New York,  Humanitarian work is an important element of India’s diplomacy, although it is often overshadowed by its strategic and defence aspects, according to India’s Ambassador Harsh Vardhan Shringla.

Humanitarian assistance plays an important role in India’s diplomatic outreach to other countries, he said on Thursday here at a seminar on “India for Humanity”, held as part of the year-long commemoration of Mahatma Gandhi’s 150th birth anniversary.

The seminar was centred on the example of the ‘Jaipur Foot’ in promoting the humanitarian element of Indian diplomacy through a collaboration of the External Affairs Ministry and an NGO behind the prostheses.

The Jaipur Foot prostheses, which some have called a “marvel of Gandhian engineering” for their simplicity yet effectiveness, were developed in the Rajasthan state capital by the Bhagwan Mahaveer Viklang Sahayata Samiti, which continues to finance their manufacture and distribution.

“Jaipur Foot extends Gandhi’s message of compassion”, Shringla said referring to the organisaton’s work of providing free prosthetic limbs to victims around the world.

Diplomats from Bangladesh and Malawi acknowledged the Jaipur Foot’s humanitarian work in their countries and elsewhere.
= = =
WORK TO COMPLETE
Translate this sentence from the excerpt on India's humanitarian diplomacy into Spanish: "Diplomats from Bangladesh and Malawi acknowledged the Jaipur Foot's humanitarian work in their countries and elsewhere."

Object point labels
= = =
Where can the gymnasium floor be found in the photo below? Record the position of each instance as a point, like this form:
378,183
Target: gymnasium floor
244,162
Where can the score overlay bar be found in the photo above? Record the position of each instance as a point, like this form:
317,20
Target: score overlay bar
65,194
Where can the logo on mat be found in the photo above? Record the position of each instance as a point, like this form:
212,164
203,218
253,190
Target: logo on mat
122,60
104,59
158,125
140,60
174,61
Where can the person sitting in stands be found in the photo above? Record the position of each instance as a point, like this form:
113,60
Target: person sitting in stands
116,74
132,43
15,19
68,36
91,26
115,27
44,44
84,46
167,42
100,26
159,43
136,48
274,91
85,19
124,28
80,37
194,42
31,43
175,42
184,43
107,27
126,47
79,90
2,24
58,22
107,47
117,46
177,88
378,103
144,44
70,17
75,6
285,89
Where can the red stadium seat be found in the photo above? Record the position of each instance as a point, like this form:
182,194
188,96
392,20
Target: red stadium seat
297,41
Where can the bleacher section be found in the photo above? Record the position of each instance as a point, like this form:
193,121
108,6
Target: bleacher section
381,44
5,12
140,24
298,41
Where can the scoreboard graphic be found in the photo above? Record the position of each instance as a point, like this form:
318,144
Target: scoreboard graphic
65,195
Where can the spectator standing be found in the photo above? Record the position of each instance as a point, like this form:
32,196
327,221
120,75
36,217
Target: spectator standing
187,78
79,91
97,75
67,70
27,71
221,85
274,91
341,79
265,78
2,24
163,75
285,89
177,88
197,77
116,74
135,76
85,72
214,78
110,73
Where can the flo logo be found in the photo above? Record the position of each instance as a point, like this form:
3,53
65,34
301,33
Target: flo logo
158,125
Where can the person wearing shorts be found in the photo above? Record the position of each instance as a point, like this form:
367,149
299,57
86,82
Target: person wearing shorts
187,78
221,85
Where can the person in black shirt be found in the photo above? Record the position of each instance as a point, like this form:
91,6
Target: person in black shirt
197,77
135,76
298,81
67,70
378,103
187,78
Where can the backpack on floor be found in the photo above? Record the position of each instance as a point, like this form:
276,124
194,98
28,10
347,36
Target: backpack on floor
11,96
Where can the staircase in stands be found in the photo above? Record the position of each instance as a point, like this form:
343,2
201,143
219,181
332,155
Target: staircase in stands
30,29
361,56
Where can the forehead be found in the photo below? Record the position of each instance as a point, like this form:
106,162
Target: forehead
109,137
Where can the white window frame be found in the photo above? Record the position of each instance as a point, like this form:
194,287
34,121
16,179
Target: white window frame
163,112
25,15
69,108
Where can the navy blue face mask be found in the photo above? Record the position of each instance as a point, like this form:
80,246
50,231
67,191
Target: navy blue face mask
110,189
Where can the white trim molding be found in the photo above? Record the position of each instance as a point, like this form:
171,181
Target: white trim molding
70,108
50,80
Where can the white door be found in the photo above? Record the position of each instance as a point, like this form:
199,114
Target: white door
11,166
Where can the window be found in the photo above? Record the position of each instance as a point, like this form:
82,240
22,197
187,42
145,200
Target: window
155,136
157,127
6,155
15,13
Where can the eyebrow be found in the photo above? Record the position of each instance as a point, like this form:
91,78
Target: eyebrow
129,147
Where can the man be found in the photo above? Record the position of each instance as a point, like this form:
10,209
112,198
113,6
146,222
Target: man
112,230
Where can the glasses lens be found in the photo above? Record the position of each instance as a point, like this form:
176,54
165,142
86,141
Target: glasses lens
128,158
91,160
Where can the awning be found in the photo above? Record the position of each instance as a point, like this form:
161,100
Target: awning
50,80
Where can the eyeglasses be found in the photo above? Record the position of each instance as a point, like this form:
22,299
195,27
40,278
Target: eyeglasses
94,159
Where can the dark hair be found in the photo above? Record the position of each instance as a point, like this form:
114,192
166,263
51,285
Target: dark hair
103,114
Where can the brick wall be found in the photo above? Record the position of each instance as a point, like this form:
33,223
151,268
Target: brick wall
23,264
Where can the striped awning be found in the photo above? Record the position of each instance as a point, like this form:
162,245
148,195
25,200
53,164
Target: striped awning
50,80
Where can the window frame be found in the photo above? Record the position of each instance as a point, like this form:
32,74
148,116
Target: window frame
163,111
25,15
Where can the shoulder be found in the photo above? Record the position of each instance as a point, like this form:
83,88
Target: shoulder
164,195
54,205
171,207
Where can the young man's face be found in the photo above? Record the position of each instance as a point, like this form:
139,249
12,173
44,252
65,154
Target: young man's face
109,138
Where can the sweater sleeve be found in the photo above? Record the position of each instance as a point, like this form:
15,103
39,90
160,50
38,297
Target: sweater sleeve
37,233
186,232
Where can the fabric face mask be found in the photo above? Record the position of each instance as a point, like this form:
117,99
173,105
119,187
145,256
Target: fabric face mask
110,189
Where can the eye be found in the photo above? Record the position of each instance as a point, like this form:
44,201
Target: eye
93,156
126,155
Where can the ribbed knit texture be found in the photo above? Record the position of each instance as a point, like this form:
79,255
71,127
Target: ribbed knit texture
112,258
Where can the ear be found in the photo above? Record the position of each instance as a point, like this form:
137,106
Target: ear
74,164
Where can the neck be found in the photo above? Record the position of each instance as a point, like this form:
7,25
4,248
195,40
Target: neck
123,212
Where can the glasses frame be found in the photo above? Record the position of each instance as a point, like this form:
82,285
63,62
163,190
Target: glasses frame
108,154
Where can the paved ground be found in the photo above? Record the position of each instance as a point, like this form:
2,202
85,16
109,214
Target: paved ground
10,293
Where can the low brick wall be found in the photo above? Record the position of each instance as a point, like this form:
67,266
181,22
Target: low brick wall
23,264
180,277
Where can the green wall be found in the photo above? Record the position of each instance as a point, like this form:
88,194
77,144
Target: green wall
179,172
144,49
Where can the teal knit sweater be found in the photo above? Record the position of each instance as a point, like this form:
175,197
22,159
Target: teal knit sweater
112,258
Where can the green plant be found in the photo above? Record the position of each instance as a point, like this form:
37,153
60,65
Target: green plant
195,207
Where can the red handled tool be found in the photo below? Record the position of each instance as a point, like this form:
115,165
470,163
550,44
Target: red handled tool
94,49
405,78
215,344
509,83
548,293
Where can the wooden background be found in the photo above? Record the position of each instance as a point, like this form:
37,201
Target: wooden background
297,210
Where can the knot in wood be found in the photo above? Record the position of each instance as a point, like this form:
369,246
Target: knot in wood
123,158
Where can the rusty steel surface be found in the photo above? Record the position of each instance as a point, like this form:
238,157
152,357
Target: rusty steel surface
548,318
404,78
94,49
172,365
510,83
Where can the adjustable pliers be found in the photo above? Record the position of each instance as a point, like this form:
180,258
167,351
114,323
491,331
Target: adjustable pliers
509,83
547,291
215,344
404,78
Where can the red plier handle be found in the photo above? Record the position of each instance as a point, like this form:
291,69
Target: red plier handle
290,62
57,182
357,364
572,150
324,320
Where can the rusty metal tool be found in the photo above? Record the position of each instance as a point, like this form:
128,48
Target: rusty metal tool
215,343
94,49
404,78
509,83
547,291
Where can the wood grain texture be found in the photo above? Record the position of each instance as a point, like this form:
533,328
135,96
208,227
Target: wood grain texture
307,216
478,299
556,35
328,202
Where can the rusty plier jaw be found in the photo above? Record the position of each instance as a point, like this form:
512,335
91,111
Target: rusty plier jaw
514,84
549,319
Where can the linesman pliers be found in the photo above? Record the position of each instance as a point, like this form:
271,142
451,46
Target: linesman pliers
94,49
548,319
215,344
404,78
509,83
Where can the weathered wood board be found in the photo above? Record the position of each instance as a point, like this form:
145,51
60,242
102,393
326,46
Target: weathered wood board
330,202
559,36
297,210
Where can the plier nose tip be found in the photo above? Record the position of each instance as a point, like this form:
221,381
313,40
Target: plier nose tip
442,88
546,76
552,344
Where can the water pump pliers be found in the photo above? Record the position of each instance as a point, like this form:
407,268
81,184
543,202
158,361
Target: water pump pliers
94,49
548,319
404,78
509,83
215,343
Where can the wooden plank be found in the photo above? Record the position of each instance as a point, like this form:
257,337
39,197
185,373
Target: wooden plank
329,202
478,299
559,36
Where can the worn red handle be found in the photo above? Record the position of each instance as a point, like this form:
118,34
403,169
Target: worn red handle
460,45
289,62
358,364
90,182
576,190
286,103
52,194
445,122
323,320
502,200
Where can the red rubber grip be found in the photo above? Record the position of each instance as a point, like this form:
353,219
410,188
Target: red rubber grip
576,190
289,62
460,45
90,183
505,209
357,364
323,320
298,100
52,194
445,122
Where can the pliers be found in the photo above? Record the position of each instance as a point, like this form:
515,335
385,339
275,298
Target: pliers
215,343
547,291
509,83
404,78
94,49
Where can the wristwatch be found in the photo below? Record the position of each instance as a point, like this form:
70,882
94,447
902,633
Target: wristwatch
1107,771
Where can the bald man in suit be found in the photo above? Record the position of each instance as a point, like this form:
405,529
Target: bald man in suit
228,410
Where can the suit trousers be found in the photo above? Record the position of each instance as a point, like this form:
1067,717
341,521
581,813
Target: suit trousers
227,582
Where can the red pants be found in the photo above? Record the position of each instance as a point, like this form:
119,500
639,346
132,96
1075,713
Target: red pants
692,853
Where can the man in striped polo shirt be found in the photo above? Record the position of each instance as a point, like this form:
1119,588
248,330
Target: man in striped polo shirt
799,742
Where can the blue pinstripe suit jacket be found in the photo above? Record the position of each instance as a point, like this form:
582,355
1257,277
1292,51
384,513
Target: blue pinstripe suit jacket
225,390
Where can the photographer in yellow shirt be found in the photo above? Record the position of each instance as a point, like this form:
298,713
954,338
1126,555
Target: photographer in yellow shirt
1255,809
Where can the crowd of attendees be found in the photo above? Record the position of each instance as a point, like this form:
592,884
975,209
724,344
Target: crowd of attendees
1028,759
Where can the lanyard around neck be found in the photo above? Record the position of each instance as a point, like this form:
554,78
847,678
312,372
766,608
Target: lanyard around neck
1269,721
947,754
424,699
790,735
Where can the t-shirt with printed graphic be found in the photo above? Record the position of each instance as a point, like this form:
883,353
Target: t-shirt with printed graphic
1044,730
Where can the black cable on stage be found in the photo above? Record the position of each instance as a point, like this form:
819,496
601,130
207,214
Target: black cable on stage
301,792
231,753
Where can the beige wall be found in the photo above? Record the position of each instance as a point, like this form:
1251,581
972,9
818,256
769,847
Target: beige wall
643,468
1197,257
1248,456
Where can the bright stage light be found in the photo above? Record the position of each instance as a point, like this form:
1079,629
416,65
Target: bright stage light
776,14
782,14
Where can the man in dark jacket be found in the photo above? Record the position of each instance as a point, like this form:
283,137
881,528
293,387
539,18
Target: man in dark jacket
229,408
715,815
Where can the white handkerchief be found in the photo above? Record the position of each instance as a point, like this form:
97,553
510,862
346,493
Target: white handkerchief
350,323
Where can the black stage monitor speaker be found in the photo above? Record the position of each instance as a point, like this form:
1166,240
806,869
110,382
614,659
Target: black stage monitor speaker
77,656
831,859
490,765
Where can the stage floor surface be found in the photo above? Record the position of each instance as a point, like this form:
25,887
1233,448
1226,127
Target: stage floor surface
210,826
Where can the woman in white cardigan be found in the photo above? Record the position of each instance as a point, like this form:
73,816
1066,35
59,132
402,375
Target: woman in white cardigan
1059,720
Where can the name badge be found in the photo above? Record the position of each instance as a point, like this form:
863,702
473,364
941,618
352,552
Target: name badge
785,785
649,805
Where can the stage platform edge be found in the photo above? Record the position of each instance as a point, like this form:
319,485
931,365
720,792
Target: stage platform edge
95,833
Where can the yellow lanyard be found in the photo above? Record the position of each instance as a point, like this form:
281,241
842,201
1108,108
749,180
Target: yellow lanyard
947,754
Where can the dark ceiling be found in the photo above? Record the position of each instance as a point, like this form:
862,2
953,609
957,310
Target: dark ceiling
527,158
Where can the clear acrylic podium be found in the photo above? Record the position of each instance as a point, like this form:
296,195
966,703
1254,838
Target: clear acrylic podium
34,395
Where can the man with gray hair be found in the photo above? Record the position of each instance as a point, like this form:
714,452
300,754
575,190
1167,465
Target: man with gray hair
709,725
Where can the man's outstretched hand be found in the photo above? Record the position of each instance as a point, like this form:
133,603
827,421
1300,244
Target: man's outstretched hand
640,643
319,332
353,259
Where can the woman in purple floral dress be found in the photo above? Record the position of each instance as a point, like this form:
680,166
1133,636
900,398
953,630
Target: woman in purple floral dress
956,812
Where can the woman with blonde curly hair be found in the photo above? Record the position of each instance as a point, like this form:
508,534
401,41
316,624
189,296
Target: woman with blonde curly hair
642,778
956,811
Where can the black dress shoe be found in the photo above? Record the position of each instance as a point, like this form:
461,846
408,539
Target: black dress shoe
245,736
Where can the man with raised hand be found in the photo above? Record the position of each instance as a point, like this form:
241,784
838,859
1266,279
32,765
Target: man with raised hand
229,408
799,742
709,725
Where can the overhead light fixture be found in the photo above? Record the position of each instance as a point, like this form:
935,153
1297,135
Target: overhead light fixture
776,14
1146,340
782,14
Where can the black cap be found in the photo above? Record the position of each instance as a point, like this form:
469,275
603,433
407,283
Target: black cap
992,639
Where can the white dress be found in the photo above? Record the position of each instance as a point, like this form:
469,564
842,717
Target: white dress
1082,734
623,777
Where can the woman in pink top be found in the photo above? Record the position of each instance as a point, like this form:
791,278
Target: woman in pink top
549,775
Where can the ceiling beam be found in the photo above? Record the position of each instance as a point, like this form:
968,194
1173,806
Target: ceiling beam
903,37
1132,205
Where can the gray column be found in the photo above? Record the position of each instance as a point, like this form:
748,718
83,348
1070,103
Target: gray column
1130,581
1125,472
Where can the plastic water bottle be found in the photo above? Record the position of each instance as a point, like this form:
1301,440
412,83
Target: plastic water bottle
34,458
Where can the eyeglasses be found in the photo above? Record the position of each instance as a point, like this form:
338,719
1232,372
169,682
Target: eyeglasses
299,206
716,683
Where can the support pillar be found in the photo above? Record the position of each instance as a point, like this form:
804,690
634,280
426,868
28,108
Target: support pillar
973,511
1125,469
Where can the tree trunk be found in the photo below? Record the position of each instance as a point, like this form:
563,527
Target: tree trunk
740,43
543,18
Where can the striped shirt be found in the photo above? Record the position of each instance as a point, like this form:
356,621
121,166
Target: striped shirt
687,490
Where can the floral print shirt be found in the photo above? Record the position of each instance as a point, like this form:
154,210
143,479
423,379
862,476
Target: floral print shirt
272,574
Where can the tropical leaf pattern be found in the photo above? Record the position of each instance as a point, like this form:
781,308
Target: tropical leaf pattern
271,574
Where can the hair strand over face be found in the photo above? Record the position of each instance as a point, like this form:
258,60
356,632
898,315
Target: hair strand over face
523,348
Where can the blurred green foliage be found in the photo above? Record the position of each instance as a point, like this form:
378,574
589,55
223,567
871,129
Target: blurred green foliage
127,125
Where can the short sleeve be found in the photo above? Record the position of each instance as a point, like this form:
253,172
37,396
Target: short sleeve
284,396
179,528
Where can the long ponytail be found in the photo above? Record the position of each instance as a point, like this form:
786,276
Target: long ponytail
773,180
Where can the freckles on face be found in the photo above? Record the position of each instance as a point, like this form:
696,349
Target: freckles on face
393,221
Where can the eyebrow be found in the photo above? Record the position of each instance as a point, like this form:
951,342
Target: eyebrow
= = =
EXERCISE SOLUTION
Diplomáticos de Bangladés y Malaui reconocieron la labor humanitaria del Jaipur Foot en sus países y en otros lugares.